● Short problem
Please report every line of the material below that contains the string "barrier", matching case exactly.

Object pointing dataset rows:
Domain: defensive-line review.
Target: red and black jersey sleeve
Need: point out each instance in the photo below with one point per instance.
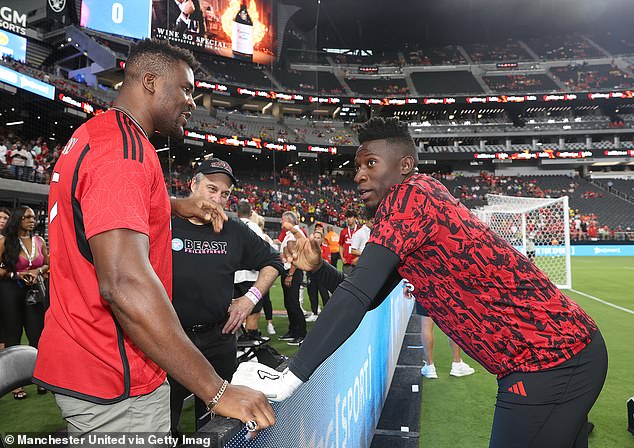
(400, 223)
(115, 194)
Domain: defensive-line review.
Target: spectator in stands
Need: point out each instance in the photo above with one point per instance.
(204, 268)
(3, 151)
(345, 239)
(424, 234)
(23, 261)
(360, 239)
(19, 156)
(245, 279)
(332, 238)
(116, 332)
(315, 288)
(458, 366)
(5, 214)
(291, 282)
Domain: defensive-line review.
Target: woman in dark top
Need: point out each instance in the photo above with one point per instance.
(23, 258)
(5, 214)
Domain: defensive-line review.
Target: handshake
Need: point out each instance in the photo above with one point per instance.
(277, 386)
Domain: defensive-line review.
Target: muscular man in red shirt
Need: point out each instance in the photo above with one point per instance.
(111, 331)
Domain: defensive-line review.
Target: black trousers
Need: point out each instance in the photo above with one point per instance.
(549, 409)
(314, 289)
(15, 314)
(296, 319)
(220, 350)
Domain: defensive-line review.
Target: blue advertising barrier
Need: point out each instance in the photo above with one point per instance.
(25, 82)
(602, 251)
(584, 251)
(341, 404)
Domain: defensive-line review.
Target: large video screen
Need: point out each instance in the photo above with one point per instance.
(13, 46)
(239, 29)
(123, 17)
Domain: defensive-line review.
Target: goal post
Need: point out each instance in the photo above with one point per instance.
(538, 228)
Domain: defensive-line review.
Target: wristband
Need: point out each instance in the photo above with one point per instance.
(251, 297)
(214, 401)
(256, 292)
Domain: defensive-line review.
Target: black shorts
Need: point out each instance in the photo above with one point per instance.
(550, 408)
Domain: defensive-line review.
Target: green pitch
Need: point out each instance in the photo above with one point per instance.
(459, 411)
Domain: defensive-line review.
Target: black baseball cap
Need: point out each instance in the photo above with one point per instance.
(213, 166)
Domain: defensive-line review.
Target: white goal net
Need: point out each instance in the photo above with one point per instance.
(538, 228)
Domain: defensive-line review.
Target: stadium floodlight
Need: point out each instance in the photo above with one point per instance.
(538, 228)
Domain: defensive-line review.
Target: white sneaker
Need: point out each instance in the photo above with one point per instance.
(429, 371)
(461, 369)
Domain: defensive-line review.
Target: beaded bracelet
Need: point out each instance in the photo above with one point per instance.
(214, 401)
(256, 292)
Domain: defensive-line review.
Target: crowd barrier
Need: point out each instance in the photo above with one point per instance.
(341, 404)
(611, 250)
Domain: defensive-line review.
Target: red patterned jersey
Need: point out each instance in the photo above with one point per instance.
(107, 177)
(490, 299)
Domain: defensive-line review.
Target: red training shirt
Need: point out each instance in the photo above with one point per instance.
(490, 299)
(107, 177)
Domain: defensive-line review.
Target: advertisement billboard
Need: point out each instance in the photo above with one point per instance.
(13, 46)
(238, 29)
(129, 18)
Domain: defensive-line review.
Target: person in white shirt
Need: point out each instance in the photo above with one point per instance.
(291, 283)
(360, 238)
(243, 280)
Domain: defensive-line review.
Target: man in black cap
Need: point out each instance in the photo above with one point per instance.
(204, 264)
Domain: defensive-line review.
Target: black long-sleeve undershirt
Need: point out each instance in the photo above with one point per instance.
(365, 289)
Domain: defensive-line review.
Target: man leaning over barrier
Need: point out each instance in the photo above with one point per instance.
(547, 353)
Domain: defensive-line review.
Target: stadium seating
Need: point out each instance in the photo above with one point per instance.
(520, 83)
(509, 51)
(453, 82)
(569, 46)
(378, 86)
(300, 81)
(590, 77)
(449, 55)
(235, 72)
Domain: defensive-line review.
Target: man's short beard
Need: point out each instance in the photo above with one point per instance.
(369, 212)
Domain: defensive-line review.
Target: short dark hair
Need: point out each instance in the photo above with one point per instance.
(391, 129)
(156, 55)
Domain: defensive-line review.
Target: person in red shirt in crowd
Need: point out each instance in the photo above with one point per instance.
(111, 332)
(546, 351)
(345, 239)
(314, 287)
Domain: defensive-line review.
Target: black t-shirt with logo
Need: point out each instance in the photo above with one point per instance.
(204, 263)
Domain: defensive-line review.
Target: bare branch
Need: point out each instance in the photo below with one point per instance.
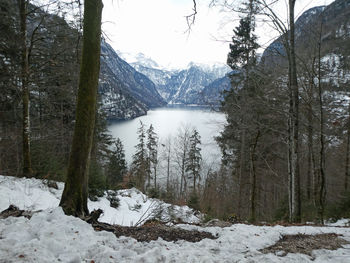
(190, 19)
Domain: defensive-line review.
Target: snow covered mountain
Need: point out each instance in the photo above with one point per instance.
(126, 93)
(179, 86)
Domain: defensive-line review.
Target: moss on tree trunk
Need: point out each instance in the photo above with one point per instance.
(75, 194)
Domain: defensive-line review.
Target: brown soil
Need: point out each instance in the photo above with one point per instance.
(305, 244)
(153, 231)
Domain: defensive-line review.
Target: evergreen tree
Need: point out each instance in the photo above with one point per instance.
(139, 163)
(193, 162)
(241, 107)
(117, 164)
(244, 42)
(152, 159)
(75, 193)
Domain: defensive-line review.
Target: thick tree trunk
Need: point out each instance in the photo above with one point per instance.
(27, 165)
(322, 189)
(296, 217)
(254, 179)
(311, 159)
(75, 194)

● The output
Target: blue advertising barrier
Target: crowd barrier
Target: man leaning over barrier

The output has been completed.